How do the records below read from their first line through the line containing "If you could pin the wooden"? Write those lines out exactly.

Natural language region descriptions:
━━━━━━━━

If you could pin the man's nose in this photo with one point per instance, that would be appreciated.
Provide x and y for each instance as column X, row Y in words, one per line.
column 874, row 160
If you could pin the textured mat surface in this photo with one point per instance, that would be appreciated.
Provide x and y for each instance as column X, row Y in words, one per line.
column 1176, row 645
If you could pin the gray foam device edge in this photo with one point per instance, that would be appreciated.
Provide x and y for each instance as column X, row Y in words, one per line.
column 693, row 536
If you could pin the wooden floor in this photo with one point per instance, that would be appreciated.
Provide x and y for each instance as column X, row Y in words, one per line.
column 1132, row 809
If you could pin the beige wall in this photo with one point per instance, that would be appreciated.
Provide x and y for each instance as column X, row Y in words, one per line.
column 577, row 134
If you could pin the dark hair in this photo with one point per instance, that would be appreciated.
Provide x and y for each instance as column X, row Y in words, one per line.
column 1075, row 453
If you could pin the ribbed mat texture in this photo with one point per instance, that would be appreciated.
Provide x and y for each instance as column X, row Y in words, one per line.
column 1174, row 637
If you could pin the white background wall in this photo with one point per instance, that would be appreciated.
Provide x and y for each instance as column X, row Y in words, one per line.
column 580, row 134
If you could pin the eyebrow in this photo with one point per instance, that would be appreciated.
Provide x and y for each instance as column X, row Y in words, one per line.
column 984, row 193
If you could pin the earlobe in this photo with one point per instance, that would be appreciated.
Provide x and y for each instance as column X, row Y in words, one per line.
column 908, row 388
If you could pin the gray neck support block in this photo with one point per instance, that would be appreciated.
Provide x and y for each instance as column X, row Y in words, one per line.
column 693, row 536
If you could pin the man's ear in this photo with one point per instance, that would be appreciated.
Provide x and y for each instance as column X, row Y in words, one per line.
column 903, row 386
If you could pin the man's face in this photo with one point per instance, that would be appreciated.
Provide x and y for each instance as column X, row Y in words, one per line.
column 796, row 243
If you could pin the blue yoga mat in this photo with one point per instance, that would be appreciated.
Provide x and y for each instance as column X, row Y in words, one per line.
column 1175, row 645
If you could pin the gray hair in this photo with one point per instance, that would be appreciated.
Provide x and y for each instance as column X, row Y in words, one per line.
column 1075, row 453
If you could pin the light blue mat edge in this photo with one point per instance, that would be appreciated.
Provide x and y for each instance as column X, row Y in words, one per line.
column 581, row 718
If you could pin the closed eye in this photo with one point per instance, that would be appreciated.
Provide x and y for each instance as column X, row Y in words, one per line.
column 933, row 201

━━━━━━━━

SOLVED EXERCISE:
If you could pin the man's nose in this photo with one point per instance, that would be appreciated.
Provide x and y for each instance as column X, row Y in words, one per line.
column 874, row 160
If you could pin the textured mat surface in this photo with one point per instance, that would be appreciated.
Provide x and y for each instance as column X, row Y in words, one per line.
column 1176, row 645
If you could pin the gray foam device edge in this photo with one point per instance, that would be appreciated.
Provide x and y for each instance as column X, row Y in words, one per line.
column 693, row 536
If you could pin the wooden floor in this photo with one point per instance, that would be appreciated.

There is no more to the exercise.